Required action A:
In the page about the patient feedback dashboard, which organization holds thousands of patient feedback records?
Required action B:
Carry on writing the page about the patient feedback dashboard, starting after its last sentence.

Passage shown:
Content starts

CDU-data-science-team / pxtextminingdashboard

Text mining and visualization of NHS patient feedback.
https://feedbackmatters.uk/rsconnect/text_mining_dashboard/
Other
4 stars 1 forks source link
patient-experience sentiment-analysis shiny text-mining

pxtextminingdashboard: Text Mining Dashboard of Patient Experience Feedback

Nottinghamshire Healthcare NHS Foundation Trust hold thousands of patient feedback records that contain invaluable comments about what was best, what went wrong and how services could be improved. Identifying what most patients talk about, and what the general sentiment about the services is, are key variables in helping decision-makers (e.g. ward managers) understand, prioritize and act upon any issues.

Reading through all patient feedback comments, identifying issues and summarizing them in a way that can aid decision-making, can be time-consuming and requires several staff hours.

How can we take some work off the shoulders of staff? And how can we be confident that we identify burning issues in a timely manner?

Content ends

(Stored items from a collection)
Content starts

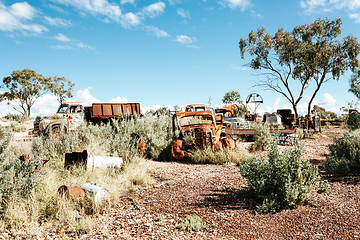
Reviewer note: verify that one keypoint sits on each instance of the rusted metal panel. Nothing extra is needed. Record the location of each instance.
(100, 194)
(96, 110)
(232, 131)
(126, 109)
(90, 161)
(71, 192)
(26, 160)
(107, 110)
(203, 126)
(116, 108)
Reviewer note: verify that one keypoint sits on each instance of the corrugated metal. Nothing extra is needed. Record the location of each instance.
(96, 111)
(107, 111)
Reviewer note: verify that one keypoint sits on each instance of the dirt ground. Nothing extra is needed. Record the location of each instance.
(209, 191)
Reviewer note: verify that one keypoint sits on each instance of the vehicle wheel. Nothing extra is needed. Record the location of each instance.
(56, 130)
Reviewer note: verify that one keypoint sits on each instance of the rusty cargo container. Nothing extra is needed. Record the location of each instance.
(103, 112)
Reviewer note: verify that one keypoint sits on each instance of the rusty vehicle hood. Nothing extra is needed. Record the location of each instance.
(216, 129)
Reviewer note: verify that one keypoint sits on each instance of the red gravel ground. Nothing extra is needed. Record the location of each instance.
(209, 191)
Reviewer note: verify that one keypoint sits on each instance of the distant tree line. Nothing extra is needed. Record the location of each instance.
(22, 88)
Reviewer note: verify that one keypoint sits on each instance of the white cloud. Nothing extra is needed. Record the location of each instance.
(71, 43)
(184, 39)
(234, 4)
(238, 67)
(44, 105)
(130, 20)
(62, 38)
(355, 16)
(154, 10)
(23, 10)
(119, 100)
(57, 22)
(85, 97)
(173, 2)
(16, 17)
(328, 100)
(61, 47)
(183, 13)
(83, 46)
(127, 1)
(95, 7)
(156, 31)
(144, 109)
(315, 6)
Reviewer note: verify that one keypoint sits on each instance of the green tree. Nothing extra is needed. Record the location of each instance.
(62, 88)
(233, 98)
(322, 113)
(310, 52)
(24, 87)
(355, 84)
(162, 111)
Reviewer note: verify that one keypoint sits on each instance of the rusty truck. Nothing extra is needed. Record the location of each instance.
(195, 129)
(71, 114)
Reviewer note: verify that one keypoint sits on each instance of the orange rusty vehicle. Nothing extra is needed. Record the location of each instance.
(196, 129)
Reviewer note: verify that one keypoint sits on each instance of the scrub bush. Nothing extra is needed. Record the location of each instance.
(281, 179)
(353, 120)
(344, 155)
(191, 223)
(262, 138)
(18, 179)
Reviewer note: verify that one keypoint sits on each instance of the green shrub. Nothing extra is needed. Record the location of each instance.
(281, 179)
(262, 138)
(18, 179)
(324, 188)
(353, 120)
(16, 117)
(191, 223)
(344, 157)
(208, 156)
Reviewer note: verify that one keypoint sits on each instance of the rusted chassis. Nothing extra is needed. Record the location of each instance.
(205, 135)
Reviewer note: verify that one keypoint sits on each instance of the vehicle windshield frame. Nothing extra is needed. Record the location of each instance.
(62, 107)
(195, 118)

Content ends

Written answer A:
Nottinghamshire Healthcare NHS Foundation Trust.

Written answer B:
We can automate much of the process with the power of algorithms: Text Mining "[...] is the process of transforming unstructured text into a structured format to identify meaningful patterns and new insights." (IBM, 2021). In this project, we use text mining to efficiently process thousands of patient feedback text comments. We feed the results of our analysis into an interactive dashboard to translate complex findings into illuminating and actionable insights.

The interactive dashboard can be shipped as an R package and it comes with real open-source patient feedback text records for demonstration purposes. A key feature though is that it can be used with any text dataset from any organisation. We are offering the possibility of hosting the dashboard for different text data on our server. Here is an example with our own data.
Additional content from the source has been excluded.